[Entries from a point annotation set]

====

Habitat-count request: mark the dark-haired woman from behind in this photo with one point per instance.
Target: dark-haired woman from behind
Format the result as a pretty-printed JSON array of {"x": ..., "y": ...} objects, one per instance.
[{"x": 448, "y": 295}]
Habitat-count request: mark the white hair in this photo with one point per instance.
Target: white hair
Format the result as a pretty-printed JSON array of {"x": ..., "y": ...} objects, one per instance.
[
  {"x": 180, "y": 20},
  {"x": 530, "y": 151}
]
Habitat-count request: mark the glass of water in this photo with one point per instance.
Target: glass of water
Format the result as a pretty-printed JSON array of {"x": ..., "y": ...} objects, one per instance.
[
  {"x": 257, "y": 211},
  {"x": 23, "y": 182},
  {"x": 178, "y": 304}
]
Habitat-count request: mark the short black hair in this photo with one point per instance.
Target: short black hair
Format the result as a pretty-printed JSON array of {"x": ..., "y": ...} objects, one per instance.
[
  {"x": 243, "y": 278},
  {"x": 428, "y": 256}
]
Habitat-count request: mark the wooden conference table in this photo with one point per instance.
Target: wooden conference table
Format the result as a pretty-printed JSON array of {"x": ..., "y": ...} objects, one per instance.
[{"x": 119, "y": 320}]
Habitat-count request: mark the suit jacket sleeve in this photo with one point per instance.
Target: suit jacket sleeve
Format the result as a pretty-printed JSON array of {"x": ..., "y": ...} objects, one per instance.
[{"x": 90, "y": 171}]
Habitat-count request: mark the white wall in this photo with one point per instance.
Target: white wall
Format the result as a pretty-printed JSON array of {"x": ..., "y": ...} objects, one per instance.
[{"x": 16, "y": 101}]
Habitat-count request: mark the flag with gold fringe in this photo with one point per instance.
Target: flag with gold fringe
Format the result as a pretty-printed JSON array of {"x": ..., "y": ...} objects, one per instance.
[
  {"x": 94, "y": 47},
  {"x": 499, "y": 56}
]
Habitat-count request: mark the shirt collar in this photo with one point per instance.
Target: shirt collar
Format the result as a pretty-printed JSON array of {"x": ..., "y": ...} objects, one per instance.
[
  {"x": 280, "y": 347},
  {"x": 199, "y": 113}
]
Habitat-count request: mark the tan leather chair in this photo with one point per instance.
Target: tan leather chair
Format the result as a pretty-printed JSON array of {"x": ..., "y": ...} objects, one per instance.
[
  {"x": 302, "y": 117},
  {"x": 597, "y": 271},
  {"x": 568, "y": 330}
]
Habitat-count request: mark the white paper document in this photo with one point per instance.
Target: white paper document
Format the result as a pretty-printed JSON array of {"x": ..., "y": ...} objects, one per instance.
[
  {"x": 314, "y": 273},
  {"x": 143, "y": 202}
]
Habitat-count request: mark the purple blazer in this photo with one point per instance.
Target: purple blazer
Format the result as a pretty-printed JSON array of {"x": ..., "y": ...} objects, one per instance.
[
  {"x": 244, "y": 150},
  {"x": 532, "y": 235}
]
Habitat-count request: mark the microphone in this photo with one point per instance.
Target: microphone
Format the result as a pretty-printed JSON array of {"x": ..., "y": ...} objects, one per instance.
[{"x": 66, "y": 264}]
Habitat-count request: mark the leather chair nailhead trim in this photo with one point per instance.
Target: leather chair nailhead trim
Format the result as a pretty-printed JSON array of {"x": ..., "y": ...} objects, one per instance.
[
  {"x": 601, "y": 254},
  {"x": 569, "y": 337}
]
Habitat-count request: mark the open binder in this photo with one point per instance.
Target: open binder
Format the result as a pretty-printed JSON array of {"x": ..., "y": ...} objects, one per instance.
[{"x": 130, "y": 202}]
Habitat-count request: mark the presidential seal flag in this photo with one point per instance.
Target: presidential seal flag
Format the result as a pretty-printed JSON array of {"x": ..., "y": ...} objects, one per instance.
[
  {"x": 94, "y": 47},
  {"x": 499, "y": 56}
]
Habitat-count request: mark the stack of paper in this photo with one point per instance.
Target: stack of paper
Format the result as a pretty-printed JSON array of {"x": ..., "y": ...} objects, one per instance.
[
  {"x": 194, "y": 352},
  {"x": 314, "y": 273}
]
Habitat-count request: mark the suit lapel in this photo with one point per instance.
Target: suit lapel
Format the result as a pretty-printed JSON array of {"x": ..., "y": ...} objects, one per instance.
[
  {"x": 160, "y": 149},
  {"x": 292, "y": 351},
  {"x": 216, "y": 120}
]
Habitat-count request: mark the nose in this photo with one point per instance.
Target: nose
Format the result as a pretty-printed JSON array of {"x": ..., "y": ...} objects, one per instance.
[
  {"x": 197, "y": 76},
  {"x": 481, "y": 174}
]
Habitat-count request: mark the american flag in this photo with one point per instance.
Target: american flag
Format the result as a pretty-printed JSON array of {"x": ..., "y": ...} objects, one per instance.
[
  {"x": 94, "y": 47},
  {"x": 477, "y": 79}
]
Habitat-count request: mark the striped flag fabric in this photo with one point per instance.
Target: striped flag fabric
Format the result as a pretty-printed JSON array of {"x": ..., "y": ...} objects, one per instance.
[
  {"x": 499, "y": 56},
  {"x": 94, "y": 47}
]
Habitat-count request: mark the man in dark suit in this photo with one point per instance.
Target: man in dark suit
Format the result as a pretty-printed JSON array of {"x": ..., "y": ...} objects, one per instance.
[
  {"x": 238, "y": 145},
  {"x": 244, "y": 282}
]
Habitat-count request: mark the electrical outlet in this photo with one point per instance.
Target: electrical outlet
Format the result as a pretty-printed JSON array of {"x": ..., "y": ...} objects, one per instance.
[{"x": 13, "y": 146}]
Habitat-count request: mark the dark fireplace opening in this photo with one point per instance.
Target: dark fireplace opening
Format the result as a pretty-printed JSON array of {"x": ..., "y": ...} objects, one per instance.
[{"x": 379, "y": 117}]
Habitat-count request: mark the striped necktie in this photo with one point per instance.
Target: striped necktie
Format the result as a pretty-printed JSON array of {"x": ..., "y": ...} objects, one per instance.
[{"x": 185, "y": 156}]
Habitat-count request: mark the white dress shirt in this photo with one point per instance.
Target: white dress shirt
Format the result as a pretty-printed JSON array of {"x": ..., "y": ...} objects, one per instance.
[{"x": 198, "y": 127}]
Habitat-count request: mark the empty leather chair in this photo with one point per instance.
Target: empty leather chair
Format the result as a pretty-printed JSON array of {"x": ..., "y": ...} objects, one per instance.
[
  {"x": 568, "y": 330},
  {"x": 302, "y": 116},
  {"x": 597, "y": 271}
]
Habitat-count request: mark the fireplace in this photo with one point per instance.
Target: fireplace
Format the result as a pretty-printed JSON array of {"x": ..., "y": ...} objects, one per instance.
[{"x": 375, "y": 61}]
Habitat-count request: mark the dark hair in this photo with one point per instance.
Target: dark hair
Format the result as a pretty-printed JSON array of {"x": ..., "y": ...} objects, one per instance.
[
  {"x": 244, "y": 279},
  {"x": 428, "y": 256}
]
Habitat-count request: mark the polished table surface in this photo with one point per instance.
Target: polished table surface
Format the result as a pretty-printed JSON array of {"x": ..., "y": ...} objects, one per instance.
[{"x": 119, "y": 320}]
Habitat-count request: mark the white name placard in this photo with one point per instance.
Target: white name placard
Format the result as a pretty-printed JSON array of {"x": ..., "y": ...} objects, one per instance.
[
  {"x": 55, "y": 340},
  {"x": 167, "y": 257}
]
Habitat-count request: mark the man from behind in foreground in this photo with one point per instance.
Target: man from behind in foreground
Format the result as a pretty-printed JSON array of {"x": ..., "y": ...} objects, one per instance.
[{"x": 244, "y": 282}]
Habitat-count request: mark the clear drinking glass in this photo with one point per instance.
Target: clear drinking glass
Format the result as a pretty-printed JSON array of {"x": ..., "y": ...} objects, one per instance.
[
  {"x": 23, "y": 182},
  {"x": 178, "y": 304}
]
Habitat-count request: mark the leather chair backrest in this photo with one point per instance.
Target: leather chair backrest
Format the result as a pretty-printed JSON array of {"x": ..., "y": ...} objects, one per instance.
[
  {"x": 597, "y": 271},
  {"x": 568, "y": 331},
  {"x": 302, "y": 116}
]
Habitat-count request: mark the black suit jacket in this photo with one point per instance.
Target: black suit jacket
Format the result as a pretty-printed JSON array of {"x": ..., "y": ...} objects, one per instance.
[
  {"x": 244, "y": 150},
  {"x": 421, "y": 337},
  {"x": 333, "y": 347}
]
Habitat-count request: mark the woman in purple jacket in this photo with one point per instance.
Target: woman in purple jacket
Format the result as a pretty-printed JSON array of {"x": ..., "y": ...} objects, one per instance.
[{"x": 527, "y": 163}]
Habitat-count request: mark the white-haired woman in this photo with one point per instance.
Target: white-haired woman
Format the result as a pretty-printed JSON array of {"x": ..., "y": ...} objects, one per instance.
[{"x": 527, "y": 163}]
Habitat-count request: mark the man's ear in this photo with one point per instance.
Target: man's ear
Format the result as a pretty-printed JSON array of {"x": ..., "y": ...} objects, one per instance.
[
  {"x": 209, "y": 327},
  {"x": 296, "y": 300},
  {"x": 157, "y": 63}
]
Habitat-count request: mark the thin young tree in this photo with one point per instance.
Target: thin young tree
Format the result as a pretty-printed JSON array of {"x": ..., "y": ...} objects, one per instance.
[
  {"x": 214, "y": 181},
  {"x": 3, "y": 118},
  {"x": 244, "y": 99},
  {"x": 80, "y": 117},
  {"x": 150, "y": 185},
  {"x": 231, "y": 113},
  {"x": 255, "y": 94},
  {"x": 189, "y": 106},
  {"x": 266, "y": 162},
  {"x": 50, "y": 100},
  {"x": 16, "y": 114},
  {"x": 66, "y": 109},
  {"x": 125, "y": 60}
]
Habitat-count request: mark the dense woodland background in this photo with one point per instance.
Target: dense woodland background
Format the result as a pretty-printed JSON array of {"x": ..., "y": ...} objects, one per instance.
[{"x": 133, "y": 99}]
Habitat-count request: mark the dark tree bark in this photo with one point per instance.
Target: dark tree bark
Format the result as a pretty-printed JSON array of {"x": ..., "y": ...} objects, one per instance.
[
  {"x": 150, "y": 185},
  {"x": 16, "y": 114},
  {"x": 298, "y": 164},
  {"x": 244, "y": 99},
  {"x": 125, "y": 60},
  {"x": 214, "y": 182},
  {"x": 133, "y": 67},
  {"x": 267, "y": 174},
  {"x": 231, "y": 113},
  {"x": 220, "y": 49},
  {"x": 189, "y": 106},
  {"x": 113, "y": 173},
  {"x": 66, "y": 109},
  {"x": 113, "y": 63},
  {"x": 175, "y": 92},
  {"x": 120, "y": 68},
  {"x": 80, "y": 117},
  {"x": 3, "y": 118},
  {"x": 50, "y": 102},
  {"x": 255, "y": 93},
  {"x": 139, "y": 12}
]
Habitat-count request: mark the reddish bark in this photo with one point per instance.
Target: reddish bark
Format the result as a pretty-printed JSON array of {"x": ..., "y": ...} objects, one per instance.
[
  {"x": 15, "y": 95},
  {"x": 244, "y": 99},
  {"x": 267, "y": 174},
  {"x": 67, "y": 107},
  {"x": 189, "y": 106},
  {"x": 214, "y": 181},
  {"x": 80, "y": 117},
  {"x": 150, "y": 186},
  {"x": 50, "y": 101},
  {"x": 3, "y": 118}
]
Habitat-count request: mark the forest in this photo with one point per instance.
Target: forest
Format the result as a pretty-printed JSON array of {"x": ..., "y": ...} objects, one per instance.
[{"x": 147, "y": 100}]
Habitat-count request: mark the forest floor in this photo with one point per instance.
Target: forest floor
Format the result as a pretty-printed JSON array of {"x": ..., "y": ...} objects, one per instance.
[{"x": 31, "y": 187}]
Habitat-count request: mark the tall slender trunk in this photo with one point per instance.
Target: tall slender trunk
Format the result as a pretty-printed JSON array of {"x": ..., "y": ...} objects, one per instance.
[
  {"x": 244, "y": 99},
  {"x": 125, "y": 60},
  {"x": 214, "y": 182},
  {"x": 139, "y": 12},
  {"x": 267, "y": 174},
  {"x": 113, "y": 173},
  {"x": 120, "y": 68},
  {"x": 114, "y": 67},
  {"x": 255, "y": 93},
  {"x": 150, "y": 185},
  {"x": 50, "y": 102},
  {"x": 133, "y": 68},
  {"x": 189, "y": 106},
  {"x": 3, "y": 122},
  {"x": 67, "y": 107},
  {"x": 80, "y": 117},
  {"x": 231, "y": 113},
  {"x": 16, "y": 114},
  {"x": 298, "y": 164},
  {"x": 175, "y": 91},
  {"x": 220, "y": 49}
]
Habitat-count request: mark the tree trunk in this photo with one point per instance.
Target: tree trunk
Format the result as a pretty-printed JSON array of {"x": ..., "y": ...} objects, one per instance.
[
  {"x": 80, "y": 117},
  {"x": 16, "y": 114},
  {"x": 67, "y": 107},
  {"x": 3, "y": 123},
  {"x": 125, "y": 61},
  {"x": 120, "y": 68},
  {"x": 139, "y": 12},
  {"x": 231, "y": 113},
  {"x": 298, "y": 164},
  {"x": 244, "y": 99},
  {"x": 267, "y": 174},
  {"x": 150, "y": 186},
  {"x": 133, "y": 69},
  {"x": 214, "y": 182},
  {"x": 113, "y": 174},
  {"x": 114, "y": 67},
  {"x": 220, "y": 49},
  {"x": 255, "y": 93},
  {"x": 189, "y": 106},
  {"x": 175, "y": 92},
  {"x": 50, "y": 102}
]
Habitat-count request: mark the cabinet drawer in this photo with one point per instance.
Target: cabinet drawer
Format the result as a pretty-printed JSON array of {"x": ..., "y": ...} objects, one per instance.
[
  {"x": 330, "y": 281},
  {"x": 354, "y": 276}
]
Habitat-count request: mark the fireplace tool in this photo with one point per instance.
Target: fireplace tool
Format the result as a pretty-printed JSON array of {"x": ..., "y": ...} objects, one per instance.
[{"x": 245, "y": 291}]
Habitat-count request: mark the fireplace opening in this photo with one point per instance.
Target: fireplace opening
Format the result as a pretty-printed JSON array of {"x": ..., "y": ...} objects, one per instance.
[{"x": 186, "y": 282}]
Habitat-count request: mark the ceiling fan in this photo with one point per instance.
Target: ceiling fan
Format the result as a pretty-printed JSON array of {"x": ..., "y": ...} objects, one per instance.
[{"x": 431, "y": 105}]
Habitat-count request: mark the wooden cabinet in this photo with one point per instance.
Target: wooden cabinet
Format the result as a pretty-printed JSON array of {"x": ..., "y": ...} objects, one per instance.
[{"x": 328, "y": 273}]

====

Aim of the task: Retype nothing except the lines from the line holding "Habitat-count request: mark the tree" through the last line of the entries, both included.

Full output:
Habitat-count request: mark the tree trunk in this photo with one point per instance.
Target: tree trunk
Format the result as a pretty-printed JSON array of {"x": ..., "y": ...} objects, one per instance.
[
  {"x": 80, "y": 117},
  {"x": 16, "y": 114},
  {"x": 67, "y": 107},
  {"x": 3, "y": 123},
  {"x": 125, "y": 61},
  {"x": 120, "y": 68},
  {"x": 139, "y": 12},
  {"x": 231, "y": 113},
  {"x": 298, "y": 164},
  {"x": 244, "y": 99},
  {"x": 267, "y": 174},
  {"x": 150, "y": 186},
  {"x": 133, "y": 69},
  {"x": 214, "y": 182},
  {"x": 113, "y": 174},
  {"x": 114, "y": 67},
  {"x": 220, "y": 49},
  {"x": 255, "y": 93},
  {"x": 189, "y": 106},
  {"x": 175, "y": 92},
  {"x": 50, "y": 102}
]
Habitat-count request: mark the cabinet drawer in this photo with one point per instance.
Target: cabinet drawer
Format the result as a pretty-printed JSON array of {"x": ..., "y": ...} objects, one per instance.
[
  {"x": 330, "y": 281},
  {"x": 354, "y": 276}
]
Habitat-count request: mark the fireplace tool in this photo with one point per instance.
Target: fireplace tool
Format the result as a pretty-printed JSON array of {"x": ..., "y": ...} objects, one per instance.
[{"x": 245, "y": 291}]
Habitat-count request: mark the fireplace opening in this photo with one point per instance.
Target: fireplace opening
Format the result as a pretty-printed JSON array of {"x": ..., "y": ...} objects, one per instance.
[{"x": 186, "y": 282}]
Habitat-count request: mark the ceiling fan in this photo with one point per instance.
Target: ceiling fan
Format the result as a pretty-printed JSON array of {"x": ..., "y": ...} objects, one per instance.
[{"x": 431, "y": 105}]
Habitat-count request: mark the wooden cabinet in this photo with one point per instance.
Target: wooden cabinet
Format the result as a pretty-printed JSON array of {"x": ..., "y": ...} objects, one per instance.
[{"x": 328, "y": 273}]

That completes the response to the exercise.